*ASSIGNMENT*
Below are entries to reproduce exactly, apart from their pictures.

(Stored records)
******************************
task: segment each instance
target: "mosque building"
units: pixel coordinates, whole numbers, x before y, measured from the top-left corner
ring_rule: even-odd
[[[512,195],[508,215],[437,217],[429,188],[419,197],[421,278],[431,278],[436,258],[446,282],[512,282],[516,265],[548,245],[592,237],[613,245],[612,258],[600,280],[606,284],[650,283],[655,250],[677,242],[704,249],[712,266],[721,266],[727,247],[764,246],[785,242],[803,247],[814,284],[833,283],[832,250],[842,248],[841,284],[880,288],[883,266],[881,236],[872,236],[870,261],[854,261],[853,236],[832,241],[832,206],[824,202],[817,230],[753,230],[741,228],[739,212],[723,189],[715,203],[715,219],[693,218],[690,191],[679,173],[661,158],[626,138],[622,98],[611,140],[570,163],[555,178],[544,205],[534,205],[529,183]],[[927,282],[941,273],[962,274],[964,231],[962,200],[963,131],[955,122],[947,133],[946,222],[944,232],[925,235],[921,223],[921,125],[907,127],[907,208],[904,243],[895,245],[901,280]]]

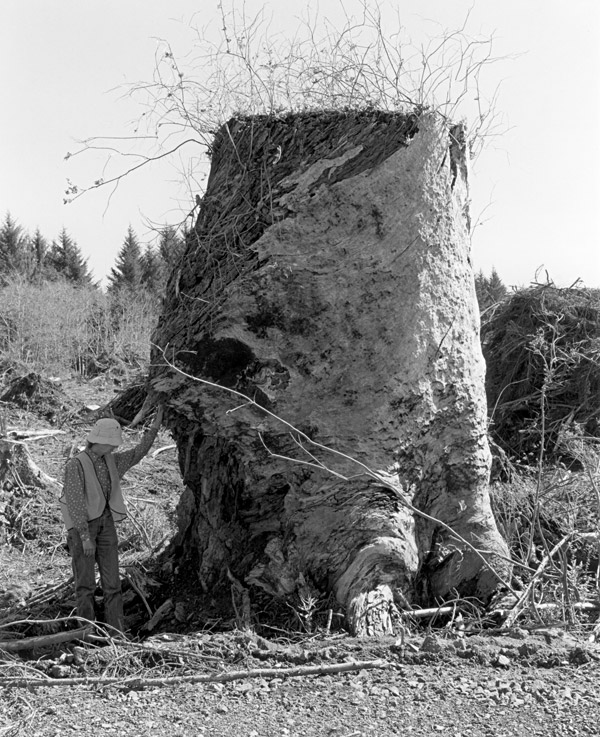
******************************
*REPLY TO THE TASK*
task: segment each instance
target: "mosque building"
units: pixel coordinates, whole numbers, x before y, measured from the top-left corner
ring_rule: even-odd
[[[512,195],[508,215],[437,217],[429,188],[419,197],[421,278],[431,278],[436,258],[446,282],[512,282],[516,265],[548,245],[592,237],[613,245],[612,258],[600,280],[606,284],[650,283],[655,250],[677,242],[704,249],[712,266],[721,266],[727,247],[764,246],[785,242],[803,247],[814,284],[833,283],[832,250],[842,248],[841,284],[880,288],[883,266],[881,236],[872,236],[870,261],[854,261],[853,236],[832,241],[832,206],[824,202],[817,230],[753,230],[741,228],[739,212],[723,189],[715,203],[715,219],[693,218],[690,191],[679,173],[661,158],[626,138],[622,98],[611,140],[570,163],[555,178],[544,205],[534,205],[529,183]],[[927,282],[941,273],[962,274],[964,231],[962,200],[963,131],[955,122],[947,133],[946,222],[944,232],[925,235],[921,223],[921,125],[907,127],[907,208],[904,243],[895,245],[901,280]]]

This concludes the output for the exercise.